Your task is to reproduce the material exactly.

## DATA RECORDS:
★ ★ ★ ★ ★ ★ ★
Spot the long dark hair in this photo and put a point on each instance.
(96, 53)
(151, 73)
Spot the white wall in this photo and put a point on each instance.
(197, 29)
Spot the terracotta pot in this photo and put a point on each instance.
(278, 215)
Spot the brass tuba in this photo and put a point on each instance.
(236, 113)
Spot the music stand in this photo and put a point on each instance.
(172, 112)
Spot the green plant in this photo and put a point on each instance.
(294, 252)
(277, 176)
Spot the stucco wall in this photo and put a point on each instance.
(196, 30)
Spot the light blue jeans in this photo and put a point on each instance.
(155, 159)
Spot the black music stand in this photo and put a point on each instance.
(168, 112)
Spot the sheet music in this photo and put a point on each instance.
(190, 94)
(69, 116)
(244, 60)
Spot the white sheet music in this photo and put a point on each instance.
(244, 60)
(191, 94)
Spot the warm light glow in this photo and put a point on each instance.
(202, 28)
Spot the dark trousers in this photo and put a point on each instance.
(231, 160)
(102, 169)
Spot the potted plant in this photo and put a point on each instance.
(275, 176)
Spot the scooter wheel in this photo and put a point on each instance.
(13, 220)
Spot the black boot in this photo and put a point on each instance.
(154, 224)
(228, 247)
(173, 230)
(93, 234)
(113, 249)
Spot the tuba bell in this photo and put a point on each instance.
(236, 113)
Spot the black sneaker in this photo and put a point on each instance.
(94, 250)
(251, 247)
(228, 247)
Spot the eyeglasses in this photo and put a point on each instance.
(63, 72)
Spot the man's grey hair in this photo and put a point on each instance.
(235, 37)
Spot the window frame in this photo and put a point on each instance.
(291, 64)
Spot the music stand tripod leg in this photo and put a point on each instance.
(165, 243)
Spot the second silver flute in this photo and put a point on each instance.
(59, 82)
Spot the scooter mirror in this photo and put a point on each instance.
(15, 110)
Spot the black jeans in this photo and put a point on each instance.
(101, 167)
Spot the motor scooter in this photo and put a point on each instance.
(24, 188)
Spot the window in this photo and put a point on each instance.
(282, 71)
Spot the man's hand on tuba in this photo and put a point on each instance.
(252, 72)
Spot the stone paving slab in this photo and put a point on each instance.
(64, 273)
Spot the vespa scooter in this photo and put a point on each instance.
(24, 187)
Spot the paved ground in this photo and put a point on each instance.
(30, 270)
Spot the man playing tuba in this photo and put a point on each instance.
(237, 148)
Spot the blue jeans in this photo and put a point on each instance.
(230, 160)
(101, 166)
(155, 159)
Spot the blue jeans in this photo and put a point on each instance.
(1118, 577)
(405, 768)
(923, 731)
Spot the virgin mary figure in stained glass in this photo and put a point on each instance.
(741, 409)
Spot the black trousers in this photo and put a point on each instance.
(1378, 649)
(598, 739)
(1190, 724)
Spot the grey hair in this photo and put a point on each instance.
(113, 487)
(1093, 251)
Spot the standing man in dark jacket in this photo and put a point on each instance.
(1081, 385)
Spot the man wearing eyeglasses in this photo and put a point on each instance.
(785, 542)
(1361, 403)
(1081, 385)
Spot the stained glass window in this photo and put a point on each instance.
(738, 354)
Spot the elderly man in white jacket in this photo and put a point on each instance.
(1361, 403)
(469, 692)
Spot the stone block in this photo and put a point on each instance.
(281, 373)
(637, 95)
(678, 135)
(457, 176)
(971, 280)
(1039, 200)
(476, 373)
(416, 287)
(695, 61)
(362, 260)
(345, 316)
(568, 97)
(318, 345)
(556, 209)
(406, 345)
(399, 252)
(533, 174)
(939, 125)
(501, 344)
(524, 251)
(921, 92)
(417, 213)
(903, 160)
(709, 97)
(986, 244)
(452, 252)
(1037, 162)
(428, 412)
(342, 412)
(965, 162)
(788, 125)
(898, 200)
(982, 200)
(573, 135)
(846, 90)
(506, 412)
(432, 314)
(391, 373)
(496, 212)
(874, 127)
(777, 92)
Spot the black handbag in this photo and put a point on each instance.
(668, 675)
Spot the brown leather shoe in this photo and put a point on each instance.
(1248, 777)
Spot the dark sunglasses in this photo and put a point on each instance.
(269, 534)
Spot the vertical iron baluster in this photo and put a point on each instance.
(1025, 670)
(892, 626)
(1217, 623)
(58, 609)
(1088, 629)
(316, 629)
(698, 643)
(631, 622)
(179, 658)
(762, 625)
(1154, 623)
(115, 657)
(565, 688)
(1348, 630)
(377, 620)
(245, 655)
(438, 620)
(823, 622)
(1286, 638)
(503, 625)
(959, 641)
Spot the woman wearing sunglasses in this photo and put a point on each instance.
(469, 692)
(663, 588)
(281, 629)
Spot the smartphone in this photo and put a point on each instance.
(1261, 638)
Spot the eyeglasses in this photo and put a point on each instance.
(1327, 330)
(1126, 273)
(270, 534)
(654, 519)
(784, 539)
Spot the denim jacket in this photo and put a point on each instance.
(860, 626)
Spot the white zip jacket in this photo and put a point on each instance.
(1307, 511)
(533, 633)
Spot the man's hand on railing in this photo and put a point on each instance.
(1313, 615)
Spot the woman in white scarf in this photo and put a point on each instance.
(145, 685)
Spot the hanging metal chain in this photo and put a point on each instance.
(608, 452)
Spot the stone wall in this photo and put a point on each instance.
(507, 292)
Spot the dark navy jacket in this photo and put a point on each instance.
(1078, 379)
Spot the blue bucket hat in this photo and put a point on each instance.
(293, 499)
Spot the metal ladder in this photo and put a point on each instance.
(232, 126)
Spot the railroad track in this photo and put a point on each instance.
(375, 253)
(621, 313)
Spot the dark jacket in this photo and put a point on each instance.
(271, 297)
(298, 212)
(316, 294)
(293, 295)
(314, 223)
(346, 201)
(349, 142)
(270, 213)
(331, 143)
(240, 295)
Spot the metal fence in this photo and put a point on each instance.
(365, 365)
★ ★ ★ ★ ★ ★ ★
## SOLUTION FOR THIS EXERCISE:
Spot the long dark hair in this photo and put a point on each instance.
(96, 53)
(151, 73)
Spot the white wall in this photo and put a point on each instance.
(197, 29)
Spot the terracotta pot in this photo and put a point on each instance.
(278, 215)
Spot the brass tuba in this photo and put a point on each instance.
(236, 113)
Spot the music stand in this photo and put a point on each instance.
(172, 112)
Spot the green plant in this photo and put a point on each instance.
(294, 252)
(277, 176)
Spot the stucco wall in this photo and put a point on each instance.
(196, 30)
Spot the light blue jeans in this photo and put a point on each instance.
(155, 159)
Spot the black music stand in this photo and put a point on each instance.
(168, 112)
Spot the sheet music in this photo and put a point on each instance.
(190, 94)
(69, 116)
(244, 60)
Spot the white sheet music in this photo and put a point on each instance.
(244, 60)
(191, 94)
Spot the warm light glow in this photo and put a point on each instance.
(202, 28)
Spot the dark trousers in this photo and put a point on each instance.
(231, 160)
(102, 169)
Spot the potted plant in this photo and put a point on each instance.
(275, 176)
Spot the scooter wheel in this photo and put a point on each instance.
(13, 220)
Spot the black boot in this photo and put a point on each instance.
(154, 224)
(228, 247)
(173, 230)
(93, 234)
(113, 249)
Spot the tuba bell in this photo and put a point on each instance.
(236, 113)
Spot the black sneaker in this photo and put a point on each instance.
(94, 250)
(251, 247)
(228, 247)
Spot the eyeglasses in this photo and put a point on each instance.
(63, 72)
Spot the man's grey hair in this photo and put a point on each instance.
(235, 37)
Spot the window frame in this photo and put a point on each instance.
(291, 64)
Spot the music stand tripod leg in this photo and put a point on each instance.
(165, 243)
Spot the second silver flute in this photo and put a point on each instance.
(59, 82)
Spot the scooter mirror in this photo and put a point on each instance.
(15, 110)
Spot the black jeans in this photo and put a point on each instance.
(101, 167)
Spot the motor scooter in this photo and put a point on each instance.
(24, 188)
Spot the window in this photo and put a point on each instance.
(282, 71)
Spot the man's hand on tuba in this photo and put a point on each instance.
(252, 72)
Spot the stone paving slab in this photo and put a point on each instance.
(64, 273)
Spot the vespa scooter in this photo and put a point on each instance.
(24, 187)
Spot the paved ground in this photo and put a point on each instance.
(30, 270)
Spot the man playing tuba in this photo and put a point on each instance.
(237, 148)
Spot the blue jeans in this photo and put a point on each instance.
(230, 160)
(101, 166)
(155, 159)
Spot the blue jeans in this photo and put a point on each instance.
(1118, 577)
(405, 768)
(923, 731)
Spot the virgin mary figure in stained glass in this photo and put a point on each instance.
(741, 409)
Spot the black trousers in this photo and put a point on each instance.
(1378, 649)
(598, 739)
(1190, 724)
Spot the grey hair in this photo and put a point on each instance.
(113, 487)
(1093, 251)
Spot the standing man in dark jacket in this photo and put a point on each instance.
(1081, 385)
Spot the man wearing eyeglasses in this photo and put a point on each instance.
(785, 542)
(1361, 403)
(1081, 385)
Spot the stained glass window in this photo and put a point on each instance.
(738, 354)
Spot the elderly man in white jacket in this photo and put a point on each instance.
(1361, 403)
(469, 692)
Spot the stone block in this photo and put a point on each instance.
(281, 373)
(637, 95)
(678, 135)
(457, 176)
(971, 280)
(1039, 200)
(476, 373)
(416, 287)
(695, 61)
(362, 260)
(345, 316)
(568, 97)
(318, 345)
(556, 209)
(406, 345)
(399, 252)
(533, 174)
(939, 125)
(501, 344)
(524, 251)
(921, 92)
(417, 213)
(903, 160)
(709, 97)
(986, 244)
(452, 252)
(1037, 162)
(428, 412)
(342, 412)
(965, 162)
(788, 125)
(898, 200)
(982, 200)
(573, 135)
(846, 90)
(506, 412)
(432, 314)
(391, 373)
(496, 212)
(874, 127)
(777, 92)
Spot the black handbag in this photo and put a point on each instance.
(668, 675)
Spot the brown leather shoe in this photo and put a point on each instance.
(1248, 777)
Spot the dark sunglasses in this photo and put a point on each instance.
(269, 534)
Spot the vertical iron baluster in this photo and put a point on each instance.
(1025, 670)
(892, 626)
(1217, 623)
(58, 609)
(1088, 629)
(316, 629)
(698, 643)
(631, 622)
(179, 658)
(762, 625)
(1154, 623)
(115, 657)
(565, 688)
(1348, 630)
(377, 620)
(245, 655)
(438, 620)
(823, 622)
(1286, 638)
(503, 625)
(959, 641)
Spot the woman wearing sunglasses in this photo and put a point on each instance.
(469, 692)
(663, 588)
(281, 629)
Spot the smartphone in this photo and put a point on each instance.
(1261, 638)
Spot the eyeglasses in this photo and put a point on each instance.
(1327, 330)
(1126, 273)
(270, 534)
(654, 519)
(784, 539)
Spot the denim jacket in this photo and put a point on each instance.
(860, 626)
Spot the white zip jacket in this photo and put a point on each instance.
(1307, 511)
(533, 633)
Spot the man's hand on railing in this photo and put a point on each instance.
(1313, 615)
Spot the woman in white scarf in this photo and put a point on each instance.
(145, 685)
Spot the hanging metal chain in this photo and put a point on each instance.
(608, 452)
Spot the stone wall in this photo and put a point on each instance.
(507, 292)
Spot the dark navy jacket in this photo and put a point on each instance.
(1078, 379)
Spot the blue bucket hat in this photo and put a point on each instance.
(293, 499)
Spot the metal ladder in this photo and put a point on each instance.
(232, 126)
Spot the railroad track in this photo and put a point on each instance.
(375, 253)
(621, 313)
Spot the dark jacket in this photo and put a point on each instance.
(271, 297)
(298, 212)
(316, 294)
(293, 295)
(314, 223)
(346, 201)
(349, 142)
(270, 213)
(331, 143)
(240, 295)
Spot the metal fence in this photo and put a point on each instance.
(365, 365)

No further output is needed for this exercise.